◆ **WHAT IS REQUIRED**: How many lines in the records below contain the word "nameplate"? Reply with the number alone.

◆ **RECORD EXCERPTS**:
◇ ◇ ◇ ◇

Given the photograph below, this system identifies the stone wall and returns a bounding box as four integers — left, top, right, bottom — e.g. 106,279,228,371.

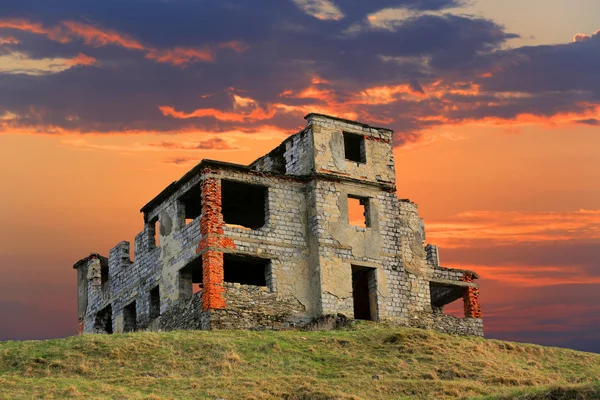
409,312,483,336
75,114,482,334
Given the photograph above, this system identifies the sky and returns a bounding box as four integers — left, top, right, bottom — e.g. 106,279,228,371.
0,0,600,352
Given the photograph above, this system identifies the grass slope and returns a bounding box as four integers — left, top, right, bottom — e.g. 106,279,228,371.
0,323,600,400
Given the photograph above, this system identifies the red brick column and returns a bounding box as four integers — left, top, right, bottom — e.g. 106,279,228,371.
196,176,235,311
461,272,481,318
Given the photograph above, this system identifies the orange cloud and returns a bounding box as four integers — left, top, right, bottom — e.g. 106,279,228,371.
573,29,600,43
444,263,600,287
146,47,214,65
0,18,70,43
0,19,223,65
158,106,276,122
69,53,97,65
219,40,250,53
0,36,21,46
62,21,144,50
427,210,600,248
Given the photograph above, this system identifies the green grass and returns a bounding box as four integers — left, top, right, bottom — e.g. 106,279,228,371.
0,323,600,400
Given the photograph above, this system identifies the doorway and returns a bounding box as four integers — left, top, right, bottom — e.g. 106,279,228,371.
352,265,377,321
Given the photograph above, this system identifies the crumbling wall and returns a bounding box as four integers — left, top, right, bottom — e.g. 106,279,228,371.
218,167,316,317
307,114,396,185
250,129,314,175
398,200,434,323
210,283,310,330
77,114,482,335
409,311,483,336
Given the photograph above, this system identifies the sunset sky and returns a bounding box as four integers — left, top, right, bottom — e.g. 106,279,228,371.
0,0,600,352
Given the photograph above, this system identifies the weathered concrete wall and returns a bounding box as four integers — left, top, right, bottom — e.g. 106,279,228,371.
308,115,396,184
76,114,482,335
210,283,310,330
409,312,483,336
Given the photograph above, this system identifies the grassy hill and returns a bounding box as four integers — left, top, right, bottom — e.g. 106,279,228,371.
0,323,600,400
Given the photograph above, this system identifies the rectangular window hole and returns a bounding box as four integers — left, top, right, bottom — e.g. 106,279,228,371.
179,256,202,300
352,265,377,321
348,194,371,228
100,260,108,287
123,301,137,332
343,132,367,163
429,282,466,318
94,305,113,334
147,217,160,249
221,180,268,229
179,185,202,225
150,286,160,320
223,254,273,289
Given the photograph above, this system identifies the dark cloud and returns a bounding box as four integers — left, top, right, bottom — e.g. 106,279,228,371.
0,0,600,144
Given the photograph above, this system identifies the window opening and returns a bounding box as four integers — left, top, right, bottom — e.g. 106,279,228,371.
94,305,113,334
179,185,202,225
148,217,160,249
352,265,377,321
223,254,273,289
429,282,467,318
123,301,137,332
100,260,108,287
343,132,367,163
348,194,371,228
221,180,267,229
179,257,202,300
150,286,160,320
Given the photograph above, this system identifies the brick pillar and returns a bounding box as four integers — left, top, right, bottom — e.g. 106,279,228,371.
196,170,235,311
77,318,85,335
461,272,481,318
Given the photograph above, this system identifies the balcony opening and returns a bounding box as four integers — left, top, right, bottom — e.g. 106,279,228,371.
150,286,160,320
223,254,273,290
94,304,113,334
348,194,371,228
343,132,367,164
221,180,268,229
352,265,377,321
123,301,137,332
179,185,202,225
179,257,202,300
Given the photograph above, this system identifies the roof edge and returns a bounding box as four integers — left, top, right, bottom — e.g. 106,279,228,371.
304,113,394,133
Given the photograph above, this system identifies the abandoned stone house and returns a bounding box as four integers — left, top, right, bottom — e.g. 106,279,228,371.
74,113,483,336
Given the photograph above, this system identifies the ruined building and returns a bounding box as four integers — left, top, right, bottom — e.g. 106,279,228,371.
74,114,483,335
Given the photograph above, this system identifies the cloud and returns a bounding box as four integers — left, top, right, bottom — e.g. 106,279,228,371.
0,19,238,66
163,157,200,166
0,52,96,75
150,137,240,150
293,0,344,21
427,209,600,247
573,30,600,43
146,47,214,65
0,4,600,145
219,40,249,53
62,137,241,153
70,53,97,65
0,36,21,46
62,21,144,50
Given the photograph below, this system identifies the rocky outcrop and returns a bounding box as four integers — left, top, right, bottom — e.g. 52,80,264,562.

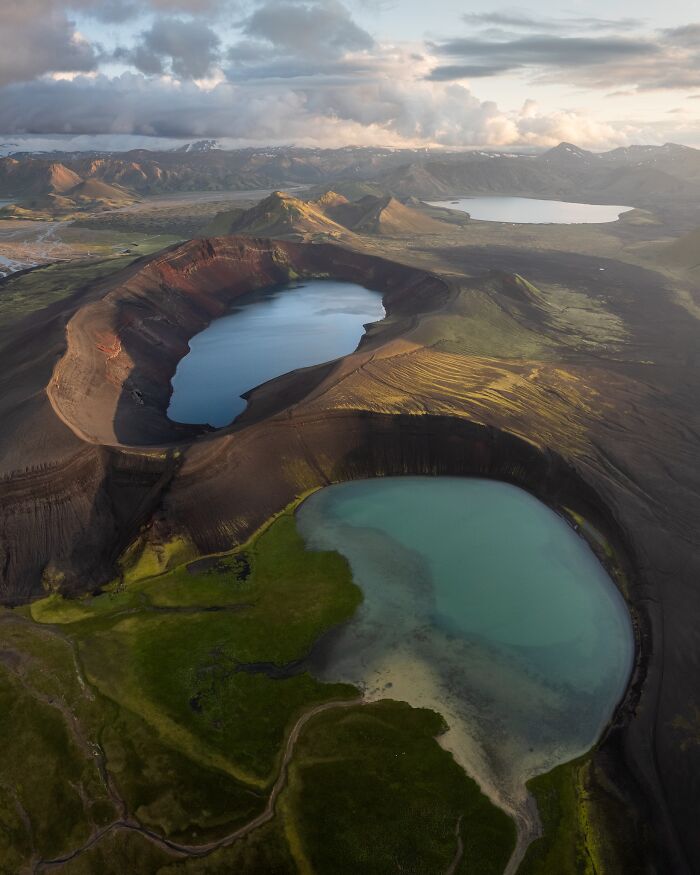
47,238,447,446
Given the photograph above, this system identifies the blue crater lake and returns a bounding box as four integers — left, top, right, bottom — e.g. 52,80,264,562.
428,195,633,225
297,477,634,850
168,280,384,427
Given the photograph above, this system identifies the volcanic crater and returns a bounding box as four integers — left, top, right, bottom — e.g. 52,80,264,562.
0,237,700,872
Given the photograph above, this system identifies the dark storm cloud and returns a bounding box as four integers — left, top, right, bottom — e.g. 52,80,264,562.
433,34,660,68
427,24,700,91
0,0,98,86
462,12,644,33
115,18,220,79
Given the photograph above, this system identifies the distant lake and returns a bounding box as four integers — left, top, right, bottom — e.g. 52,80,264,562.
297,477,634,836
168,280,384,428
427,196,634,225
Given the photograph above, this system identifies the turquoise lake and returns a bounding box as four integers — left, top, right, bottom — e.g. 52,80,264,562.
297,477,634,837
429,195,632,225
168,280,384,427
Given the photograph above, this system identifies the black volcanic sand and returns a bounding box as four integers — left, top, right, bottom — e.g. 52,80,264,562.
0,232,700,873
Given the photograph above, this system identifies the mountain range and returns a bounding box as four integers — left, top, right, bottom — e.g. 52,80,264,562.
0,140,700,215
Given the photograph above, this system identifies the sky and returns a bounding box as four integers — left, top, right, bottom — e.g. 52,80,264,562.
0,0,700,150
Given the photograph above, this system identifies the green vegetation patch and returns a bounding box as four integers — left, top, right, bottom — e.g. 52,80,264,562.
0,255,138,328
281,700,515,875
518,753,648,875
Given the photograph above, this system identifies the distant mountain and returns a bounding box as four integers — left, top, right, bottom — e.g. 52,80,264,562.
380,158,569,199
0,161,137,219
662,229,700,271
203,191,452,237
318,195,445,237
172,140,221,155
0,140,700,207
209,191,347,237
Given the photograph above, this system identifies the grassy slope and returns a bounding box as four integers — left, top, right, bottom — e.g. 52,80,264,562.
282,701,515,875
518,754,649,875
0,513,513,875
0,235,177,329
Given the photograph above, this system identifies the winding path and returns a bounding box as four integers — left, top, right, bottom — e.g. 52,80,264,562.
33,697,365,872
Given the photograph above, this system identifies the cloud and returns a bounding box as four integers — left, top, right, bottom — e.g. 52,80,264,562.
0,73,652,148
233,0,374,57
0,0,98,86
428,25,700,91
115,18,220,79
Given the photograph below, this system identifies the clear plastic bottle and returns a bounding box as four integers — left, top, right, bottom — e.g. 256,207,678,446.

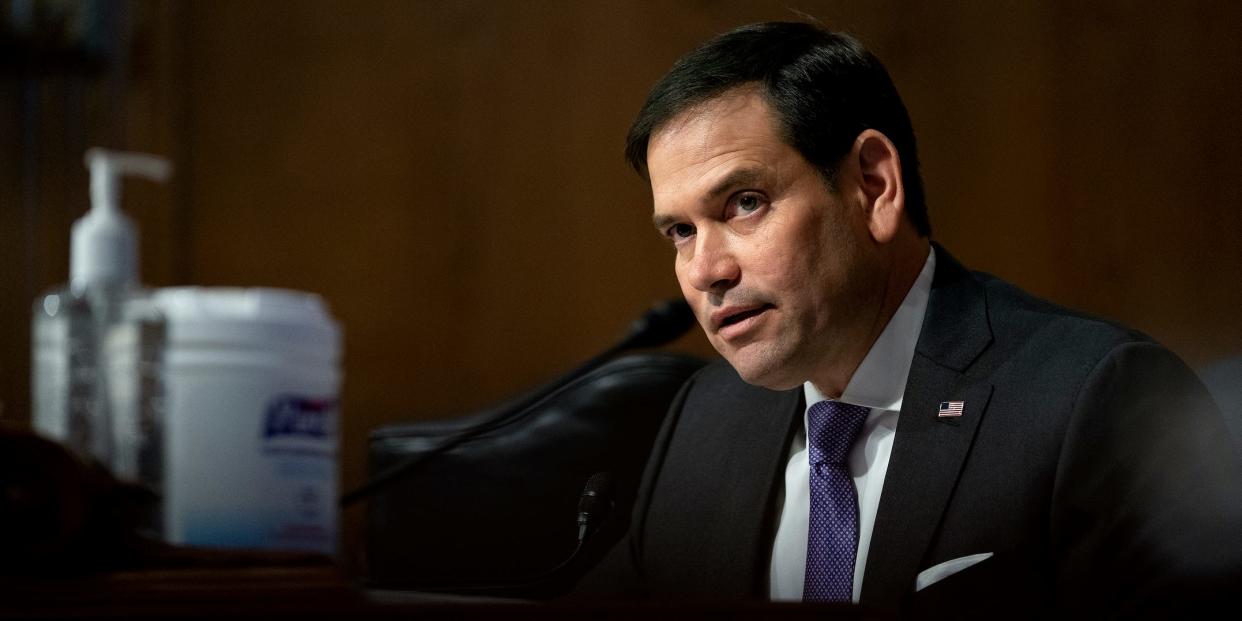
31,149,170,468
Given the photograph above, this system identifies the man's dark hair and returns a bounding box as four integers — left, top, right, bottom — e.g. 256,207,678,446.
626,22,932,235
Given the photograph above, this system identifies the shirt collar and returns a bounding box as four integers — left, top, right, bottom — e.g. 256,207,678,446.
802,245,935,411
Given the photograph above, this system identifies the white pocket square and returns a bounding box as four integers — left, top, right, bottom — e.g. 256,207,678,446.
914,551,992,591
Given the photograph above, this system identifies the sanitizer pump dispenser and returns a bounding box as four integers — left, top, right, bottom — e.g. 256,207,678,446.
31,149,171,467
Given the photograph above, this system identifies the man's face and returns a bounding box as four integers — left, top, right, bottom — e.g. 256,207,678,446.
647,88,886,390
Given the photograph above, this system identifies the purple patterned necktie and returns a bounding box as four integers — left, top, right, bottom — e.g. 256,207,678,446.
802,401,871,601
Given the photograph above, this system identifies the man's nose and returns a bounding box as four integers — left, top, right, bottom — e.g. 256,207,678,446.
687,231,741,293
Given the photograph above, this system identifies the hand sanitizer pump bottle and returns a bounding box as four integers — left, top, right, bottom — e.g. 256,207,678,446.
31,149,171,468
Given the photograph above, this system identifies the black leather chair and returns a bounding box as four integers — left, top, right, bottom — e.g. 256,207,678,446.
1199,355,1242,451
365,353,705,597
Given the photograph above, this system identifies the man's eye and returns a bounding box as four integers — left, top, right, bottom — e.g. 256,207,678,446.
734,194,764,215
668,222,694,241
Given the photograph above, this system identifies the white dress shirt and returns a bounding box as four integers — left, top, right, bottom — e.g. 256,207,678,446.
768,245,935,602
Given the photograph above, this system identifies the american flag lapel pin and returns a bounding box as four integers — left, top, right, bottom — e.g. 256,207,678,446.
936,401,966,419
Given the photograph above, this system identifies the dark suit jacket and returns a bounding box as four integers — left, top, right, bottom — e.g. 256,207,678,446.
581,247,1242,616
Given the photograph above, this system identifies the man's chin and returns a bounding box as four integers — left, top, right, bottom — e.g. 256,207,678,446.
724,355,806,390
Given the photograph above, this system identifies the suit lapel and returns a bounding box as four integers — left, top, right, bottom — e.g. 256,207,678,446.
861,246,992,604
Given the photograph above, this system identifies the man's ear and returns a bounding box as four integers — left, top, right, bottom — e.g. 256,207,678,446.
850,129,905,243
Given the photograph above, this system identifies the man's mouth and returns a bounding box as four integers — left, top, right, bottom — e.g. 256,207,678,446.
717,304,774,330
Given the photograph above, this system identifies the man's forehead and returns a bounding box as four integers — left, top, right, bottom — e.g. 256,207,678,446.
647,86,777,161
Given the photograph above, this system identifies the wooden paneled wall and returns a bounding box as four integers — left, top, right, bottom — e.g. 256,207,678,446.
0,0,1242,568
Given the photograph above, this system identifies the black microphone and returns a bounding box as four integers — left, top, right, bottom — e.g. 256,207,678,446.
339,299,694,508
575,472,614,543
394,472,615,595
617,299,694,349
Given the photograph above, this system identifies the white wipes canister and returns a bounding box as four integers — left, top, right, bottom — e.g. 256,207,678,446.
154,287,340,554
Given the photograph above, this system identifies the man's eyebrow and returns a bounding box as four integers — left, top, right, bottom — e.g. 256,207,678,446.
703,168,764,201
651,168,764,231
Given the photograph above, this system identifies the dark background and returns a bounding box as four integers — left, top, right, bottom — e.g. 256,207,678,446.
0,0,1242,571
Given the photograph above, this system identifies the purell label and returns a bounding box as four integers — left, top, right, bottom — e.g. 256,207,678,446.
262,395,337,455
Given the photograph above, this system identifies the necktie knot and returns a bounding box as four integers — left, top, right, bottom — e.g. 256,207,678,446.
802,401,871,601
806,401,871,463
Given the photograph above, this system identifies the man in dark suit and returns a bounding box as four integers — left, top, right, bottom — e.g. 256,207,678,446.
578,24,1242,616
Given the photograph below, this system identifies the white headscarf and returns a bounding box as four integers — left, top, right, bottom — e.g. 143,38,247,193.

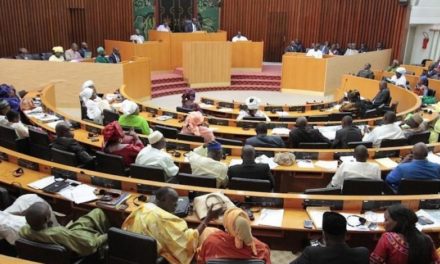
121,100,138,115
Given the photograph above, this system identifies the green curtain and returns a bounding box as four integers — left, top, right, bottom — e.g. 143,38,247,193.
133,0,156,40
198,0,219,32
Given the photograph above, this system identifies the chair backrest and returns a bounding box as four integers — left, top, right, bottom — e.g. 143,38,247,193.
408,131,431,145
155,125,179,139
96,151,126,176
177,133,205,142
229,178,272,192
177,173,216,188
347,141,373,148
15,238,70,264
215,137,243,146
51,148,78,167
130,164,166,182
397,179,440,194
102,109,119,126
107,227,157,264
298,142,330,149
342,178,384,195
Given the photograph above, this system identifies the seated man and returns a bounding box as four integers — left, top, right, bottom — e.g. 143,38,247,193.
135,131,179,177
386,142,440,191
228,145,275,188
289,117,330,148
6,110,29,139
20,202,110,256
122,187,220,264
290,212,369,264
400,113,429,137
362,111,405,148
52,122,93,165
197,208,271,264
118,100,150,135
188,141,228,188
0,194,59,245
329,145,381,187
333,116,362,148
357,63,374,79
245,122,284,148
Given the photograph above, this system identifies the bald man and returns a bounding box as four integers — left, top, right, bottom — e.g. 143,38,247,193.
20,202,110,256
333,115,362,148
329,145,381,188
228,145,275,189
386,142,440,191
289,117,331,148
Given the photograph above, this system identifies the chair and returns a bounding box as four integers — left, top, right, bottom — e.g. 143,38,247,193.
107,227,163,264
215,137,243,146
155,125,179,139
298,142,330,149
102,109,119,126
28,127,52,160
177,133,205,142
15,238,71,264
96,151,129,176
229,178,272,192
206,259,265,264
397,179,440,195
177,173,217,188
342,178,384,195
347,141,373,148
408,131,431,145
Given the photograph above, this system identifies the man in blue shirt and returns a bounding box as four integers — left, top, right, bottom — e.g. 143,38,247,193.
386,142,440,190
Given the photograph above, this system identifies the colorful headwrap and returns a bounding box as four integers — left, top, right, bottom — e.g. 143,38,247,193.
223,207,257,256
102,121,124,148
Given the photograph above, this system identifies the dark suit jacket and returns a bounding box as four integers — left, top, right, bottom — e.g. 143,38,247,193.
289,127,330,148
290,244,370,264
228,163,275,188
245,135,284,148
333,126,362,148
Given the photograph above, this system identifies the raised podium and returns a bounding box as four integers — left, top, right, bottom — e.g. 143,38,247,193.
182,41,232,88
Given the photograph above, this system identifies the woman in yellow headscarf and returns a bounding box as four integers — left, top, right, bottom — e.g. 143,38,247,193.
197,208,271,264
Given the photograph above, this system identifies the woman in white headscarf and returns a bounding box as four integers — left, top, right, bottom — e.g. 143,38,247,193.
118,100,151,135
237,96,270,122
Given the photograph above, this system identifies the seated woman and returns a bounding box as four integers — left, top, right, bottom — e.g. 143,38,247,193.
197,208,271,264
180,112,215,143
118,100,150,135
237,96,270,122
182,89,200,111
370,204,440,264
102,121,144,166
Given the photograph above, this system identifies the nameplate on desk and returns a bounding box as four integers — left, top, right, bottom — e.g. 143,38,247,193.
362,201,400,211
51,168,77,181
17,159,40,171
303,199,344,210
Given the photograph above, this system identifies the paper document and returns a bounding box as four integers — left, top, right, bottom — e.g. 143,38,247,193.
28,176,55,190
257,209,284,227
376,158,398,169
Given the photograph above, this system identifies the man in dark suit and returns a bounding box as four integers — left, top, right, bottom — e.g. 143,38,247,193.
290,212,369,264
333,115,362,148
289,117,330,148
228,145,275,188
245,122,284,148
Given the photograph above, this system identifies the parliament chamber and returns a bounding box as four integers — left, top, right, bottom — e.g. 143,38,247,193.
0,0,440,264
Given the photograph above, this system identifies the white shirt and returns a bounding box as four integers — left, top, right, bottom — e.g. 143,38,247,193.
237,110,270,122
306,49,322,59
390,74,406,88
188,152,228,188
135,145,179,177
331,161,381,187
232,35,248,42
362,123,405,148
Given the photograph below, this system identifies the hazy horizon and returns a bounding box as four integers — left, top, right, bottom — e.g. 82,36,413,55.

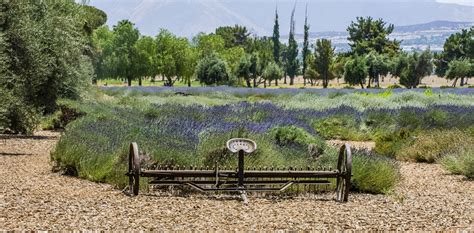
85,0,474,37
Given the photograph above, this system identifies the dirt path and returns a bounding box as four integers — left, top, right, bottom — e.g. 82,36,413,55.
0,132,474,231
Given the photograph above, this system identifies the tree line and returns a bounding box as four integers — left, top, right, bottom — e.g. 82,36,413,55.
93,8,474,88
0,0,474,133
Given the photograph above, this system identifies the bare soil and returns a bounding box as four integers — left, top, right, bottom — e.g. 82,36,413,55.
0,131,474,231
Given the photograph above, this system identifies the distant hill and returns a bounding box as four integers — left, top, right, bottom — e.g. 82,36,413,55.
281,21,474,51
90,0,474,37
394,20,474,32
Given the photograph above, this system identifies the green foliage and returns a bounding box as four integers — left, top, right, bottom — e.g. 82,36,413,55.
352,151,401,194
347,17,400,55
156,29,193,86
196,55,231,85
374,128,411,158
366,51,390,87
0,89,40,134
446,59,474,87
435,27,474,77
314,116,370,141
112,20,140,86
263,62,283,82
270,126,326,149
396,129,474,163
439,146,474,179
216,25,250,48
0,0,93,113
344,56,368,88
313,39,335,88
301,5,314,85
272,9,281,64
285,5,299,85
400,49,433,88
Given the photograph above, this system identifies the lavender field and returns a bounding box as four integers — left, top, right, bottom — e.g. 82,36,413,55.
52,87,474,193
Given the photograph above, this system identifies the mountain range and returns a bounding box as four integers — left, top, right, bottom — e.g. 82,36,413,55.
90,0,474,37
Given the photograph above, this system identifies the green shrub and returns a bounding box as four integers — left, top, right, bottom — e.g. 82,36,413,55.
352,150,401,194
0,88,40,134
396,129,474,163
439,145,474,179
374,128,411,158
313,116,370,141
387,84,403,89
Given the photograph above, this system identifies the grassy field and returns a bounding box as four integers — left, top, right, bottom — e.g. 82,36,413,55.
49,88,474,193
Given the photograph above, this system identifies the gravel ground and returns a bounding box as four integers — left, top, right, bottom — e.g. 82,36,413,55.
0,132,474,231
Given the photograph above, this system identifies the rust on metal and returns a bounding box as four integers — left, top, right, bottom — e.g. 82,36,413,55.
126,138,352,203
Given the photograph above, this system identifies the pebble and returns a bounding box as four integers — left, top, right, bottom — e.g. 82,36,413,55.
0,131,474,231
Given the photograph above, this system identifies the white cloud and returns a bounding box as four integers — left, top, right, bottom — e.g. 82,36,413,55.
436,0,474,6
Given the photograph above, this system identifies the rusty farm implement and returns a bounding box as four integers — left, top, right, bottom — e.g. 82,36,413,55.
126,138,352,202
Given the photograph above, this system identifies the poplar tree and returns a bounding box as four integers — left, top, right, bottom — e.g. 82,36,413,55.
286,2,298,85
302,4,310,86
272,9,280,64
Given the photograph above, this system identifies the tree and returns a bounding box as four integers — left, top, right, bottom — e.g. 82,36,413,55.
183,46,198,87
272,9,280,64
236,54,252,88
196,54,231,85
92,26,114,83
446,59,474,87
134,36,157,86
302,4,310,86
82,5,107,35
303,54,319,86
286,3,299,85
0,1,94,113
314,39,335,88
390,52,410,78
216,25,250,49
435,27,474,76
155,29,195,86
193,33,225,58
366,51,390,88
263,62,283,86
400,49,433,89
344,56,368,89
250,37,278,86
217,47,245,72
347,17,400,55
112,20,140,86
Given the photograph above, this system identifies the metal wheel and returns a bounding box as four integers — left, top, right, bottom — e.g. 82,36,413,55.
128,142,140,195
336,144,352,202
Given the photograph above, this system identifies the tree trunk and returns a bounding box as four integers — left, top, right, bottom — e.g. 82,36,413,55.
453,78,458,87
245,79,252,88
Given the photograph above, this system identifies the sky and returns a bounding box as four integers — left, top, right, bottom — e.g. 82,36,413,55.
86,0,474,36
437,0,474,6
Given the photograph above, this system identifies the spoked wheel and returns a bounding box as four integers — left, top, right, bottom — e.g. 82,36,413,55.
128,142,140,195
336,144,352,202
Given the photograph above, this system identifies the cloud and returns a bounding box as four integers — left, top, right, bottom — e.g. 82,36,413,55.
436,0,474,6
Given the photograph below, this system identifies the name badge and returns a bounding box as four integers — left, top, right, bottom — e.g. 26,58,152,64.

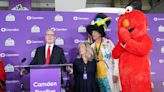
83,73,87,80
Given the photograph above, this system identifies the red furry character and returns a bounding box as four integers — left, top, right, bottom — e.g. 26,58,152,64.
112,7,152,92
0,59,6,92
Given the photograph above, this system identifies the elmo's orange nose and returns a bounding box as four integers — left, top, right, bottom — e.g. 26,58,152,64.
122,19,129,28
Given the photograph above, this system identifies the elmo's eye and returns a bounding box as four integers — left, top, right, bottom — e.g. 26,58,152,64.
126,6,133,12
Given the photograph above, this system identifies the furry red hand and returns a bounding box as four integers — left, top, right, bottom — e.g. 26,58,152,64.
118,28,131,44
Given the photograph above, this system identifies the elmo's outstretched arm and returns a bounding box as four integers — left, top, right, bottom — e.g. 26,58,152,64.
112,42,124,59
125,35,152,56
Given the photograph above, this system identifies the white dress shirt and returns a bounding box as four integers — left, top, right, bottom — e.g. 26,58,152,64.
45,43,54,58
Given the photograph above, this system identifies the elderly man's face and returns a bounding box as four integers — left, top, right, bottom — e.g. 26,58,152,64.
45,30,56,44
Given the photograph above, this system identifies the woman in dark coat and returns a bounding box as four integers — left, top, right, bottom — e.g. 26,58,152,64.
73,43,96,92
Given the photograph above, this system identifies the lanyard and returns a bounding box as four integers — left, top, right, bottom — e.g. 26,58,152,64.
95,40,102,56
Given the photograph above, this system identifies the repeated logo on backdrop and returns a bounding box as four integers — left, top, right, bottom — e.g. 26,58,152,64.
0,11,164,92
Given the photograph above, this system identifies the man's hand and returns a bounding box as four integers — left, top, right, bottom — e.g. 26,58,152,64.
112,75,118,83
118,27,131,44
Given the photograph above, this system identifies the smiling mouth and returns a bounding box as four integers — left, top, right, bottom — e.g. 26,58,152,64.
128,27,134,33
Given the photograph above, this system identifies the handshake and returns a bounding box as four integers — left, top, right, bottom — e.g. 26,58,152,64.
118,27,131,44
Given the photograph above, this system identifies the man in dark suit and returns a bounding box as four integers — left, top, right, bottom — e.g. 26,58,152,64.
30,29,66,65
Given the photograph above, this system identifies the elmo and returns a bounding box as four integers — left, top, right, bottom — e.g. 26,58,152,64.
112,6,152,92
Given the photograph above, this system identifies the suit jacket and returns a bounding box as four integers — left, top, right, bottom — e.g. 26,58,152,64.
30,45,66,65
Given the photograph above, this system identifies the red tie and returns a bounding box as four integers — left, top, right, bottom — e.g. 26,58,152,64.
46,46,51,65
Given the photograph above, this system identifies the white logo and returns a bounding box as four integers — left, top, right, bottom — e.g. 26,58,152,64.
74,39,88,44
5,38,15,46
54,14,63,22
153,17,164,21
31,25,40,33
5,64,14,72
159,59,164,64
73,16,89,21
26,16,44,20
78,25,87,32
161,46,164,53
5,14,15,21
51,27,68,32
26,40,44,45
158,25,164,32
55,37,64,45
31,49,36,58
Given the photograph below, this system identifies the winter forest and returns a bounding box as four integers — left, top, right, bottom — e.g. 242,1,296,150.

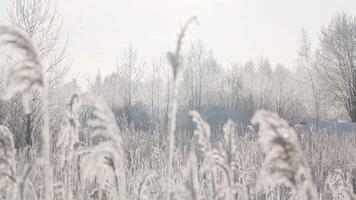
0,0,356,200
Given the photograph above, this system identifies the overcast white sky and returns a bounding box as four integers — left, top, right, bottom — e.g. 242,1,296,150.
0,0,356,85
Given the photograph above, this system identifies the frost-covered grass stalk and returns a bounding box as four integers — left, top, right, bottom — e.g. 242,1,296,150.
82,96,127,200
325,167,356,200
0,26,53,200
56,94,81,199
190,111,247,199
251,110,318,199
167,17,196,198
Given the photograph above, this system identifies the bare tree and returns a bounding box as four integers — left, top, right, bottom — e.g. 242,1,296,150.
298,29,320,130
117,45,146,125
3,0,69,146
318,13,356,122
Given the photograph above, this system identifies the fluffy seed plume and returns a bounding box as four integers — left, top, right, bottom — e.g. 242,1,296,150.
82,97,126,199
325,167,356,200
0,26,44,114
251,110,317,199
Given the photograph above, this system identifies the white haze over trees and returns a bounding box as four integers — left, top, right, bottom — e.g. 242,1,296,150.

◇ ◇ ◇ ◇

◆ **RIGHT ANSWER**: 1